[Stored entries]
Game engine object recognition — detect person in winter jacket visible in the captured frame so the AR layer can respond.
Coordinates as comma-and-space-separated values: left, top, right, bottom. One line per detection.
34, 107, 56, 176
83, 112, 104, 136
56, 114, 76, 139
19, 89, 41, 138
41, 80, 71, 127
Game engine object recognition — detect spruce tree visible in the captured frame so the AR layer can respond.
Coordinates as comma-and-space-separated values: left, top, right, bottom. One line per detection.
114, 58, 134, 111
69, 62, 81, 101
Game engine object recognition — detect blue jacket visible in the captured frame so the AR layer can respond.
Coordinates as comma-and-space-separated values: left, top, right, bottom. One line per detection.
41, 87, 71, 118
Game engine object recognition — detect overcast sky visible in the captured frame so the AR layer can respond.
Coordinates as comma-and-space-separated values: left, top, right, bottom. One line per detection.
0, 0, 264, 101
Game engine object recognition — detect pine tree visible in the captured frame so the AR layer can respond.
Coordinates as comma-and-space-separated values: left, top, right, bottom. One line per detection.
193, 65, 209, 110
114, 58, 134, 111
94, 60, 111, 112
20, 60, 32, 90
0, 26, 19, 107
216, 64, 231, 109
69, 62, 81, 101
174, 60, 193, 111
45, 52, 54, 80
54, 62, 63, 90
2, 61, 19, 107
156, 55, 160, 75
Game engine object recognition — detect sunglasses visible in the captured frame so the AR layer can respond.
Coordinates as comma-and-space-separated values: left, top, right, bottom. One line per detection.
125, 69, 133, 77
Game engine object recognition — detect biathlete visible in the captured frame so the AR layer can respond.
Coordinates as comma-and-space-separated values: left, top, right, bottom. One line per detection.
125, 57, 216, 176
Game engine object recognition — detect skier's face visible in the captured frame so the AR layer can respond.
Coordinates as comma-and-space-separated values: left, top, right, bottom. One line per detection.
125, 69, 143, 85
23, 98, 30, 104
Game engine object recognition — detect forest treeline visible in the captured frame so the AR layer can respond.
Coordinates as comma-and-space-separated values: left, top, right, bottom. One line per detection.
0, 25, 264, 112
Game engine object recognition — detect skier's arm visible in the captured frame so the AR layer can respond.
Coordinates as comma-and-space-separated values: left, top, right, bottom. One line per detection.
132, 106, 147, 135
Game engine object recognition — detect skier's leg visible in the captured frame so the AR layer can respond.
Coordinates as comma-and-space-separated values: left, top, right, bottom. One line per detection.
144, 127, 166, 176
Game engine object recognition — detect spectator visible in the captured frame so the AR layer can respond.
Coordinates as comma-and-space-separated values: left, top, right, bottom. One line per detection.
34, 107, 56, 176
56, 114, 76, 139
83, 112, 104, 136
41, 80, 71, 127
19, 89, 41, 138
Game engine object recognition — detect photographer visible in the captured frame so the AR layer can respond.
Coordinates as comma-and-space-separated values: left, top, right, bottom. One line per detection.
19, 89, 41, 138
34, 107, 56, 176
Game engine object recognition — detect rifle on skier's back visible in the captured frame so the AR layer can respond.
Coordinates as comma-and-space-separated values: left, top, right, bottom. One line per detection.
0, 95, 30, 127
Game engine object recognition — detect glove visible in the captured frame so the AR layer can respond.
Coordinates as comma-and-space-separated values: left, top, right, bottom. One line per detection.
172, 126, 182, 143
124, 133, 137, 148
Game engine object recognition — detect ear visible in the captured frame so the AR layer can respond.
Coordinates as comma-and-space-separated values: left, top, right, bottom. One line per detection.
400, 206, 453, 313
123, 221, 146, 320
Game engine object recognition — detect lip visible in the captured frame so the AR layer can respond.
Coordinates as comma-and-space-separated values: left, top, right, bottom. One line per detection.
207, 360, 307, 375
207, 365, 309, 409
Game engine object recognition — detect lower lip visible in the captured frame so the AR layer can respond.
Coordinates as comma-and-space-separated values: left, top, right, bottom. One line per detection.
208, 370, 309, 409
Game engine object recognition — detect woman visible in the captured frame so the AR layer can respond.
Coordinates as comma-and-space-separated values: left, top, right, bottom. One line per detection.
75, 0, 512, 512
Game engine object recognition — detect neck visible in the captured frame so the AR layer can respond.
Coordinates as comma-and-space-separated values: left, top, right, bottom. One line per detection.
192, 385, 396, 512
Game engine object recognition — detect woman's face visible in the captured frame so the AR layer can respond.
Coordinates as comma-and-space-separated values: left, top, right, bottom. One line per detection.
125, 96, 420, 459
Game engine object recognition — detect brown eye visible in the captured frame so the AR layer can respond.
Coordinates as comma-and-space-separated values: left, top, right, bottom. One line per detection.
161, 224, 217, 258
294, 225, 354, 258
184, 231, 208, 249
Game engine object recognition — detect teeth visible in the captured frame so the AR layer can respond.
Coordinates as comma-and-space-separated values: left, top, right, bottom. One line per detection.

→ **GIVEN EXERCISE**
Reproduce every one of the rows above line for line, without changing a single character.

→ **FINISHED TASK**
Game engine object recognition — detect person in winter jacket visible in the captured frame so the AR layer can respond.
Coordinates as comma-and-space-separated values: left, top, right, bottom. One line per detection.
34, 107, 56, 176
83, 112, 104, 136
56, 114, 76, 139
19, 89, 41, 138
41, 80, 71, 127
Game engine object recognition — detect spruce tree visible in the captured frame so the AR layer can respond.
Coordinates as comma-and-space-separated values: left, top, right, bottom. One line per detection.
114, 58, 134, 111
69, 62, 81, 101
Game engine object recognition — detect blue jacket visible in the captured frame so the AR layer can respond.
Coordinates as comma-and-space-separated values: left, top, right, bottom. One line per detection.
41, 87, 71, 118
Game engine object recognition — detect overcast sky visible in the captured frame so the AR layer can respond.
Coordinates as comma-and-space-separated values: left, top, right, bottom. One line per detection.
0, 0, 264, 101
Game engine object recognition — detect pine tree visible in the captured frame so the AR layer can respond.
Coordinates as comma-and-space-separated values: left, top, right, bottom. One line per detection.
193, 65, 209, 110
114, 58, 134, 111
94, 60, 111, 112
20, 60, 32, 90
0, 26, 19, 107
216, 64, 231, 109
69, 62, 81, 101
174, 60, 193, 111
45, 52, 54, 80
54, 62, 63, 90
2, 61, 19, 107
156, 55, 160, 75
Game engine object recognition — detect sunglasses visible in the captured frame so the AR layer can respond.
Coordinates as comma-and-space-separated values: left, top, right, bottom. One line per detection.
125, 69, 133, 77
Game engine object recognition — detect biathlete visible in the captured frame so the AR layer can respond.
Coordinates as comma-and-space-separated values: left, top, right, bottom. One line per detection.
125, 57, 216, 176
Game engine object recognition — detect skier's face visible in the captured frame so the AR layer can respond.
Coordinates as comma-and-space-separated values: left, top, right, bottom. One line per detection.
125, 69, 143, 85
23, 98, 30, 104
Game engine object recognition — detect forest treeline visible in the captured frame so the AR layer can respond.
Coordinates as comma-and-space-separated values: left, top, right, bottom. One line per detection.
0, 25, 264, 112
Game engine object recognition — detect skier's arm visible in the captured frame so the AR layer can respond.
Coordinates as comma-and-space-separated values: left, top, right, bottom. One line per detection.
132, 106, 147, 135
Game engine object recognition — detect skier's leg visible in the captured frame so the AR layer can respond.
Coordinates as comma-and-space-separated values: left, top, right, bottom. One line per detection.
144, 127, 166, 176
Game engine object recognition — detect spectator visible in the captured frame so the AR layer can respond.
Coordinates as comma-and-space-separated values: left, top, right, bottom. One line per detection.
34, 107, 56, 176
56, 114, 76, 139
83, 112, 104, 136
41, 80, 71, 127
19, 89, 41, 138
Game engine object recognition — detect photographer visible in the captured frame so the AR layer can respond.
Coordinates as comma-and-space-separated values: left, top, right, bottom. One line per detection.
19, 89, 41, 138
34, 107, 56, 176
Game engine object recognition — detect rifle on skier's back visible in the captured frame so the AR layer can respond.
Coordinates as comma-and-space-separated values: left, top, right, bottom. One line per detection.
0, 95, 30, 127
Game engine object recognition — detect glove visible in the captured frame so the AR layer can respond.
Coordinates as comma-and-space-separated values: left, top, right, bottom. One line per detection.
172, 126, 182, 143
124, 133, 137, 148
Game engine object recognition — detect ear visible in the captured frame so the AR layer can respond.
Coordinates as comma-and-space-separated values: left, top, right, bottom. One line per detection.
400, 206, 453, 313
123, 221, 146, 320
Game engine object recognition — detect lip visible in the captured frame so the AR layer can respond.
Coordinates as comma-and-space-separated values: left, top, right, bottom. One line per detection.
207, 360, 307, 375
207, 365, 309, 409
Game engine object recognition — detect lower lip visible in the captured frame so the AR layer can respond.
Coordinates as comma-and-space-separated values: left, top, right, bottom. One line per detection.
208, 370, 309, 409
Game engine object recognition — detect woman visible in the captured frame so the AR layer can respond.
Coordinates as comma-and-space-separated values: left, top, right, bottom. One line per detection.
75, 0, 512, 512
Game engine object recognition — detect neck visible in the captured frame so the AR layer can respond.
Coordinates as comma-and-space-separated values: left, top, right, bottom. One line per detection.
192, 385, 396, 512
Game engine object recognition — detect woman's face visible in the captured frame so the AR layer can respond.
Coordinates as comma-and-space-separated values: left, top, right, bottom. One line per detection.
125, 96, 420, 459
Game engine object recognition — detect brown eye visible in the captured frame so the AR layer can respond.
Coordinates as comma-and-space-separated values: left, top, right, bottom. One line per detection.
161, 224, 217, 258
294, 225, 354, 258
184, 231, 208, 249
Game engine object recognition — detect teeth visible in the captured frame so the AR layer can respond.
Coordinates as comma-and-space-separated values: left, top, right, bottom. One line per detection.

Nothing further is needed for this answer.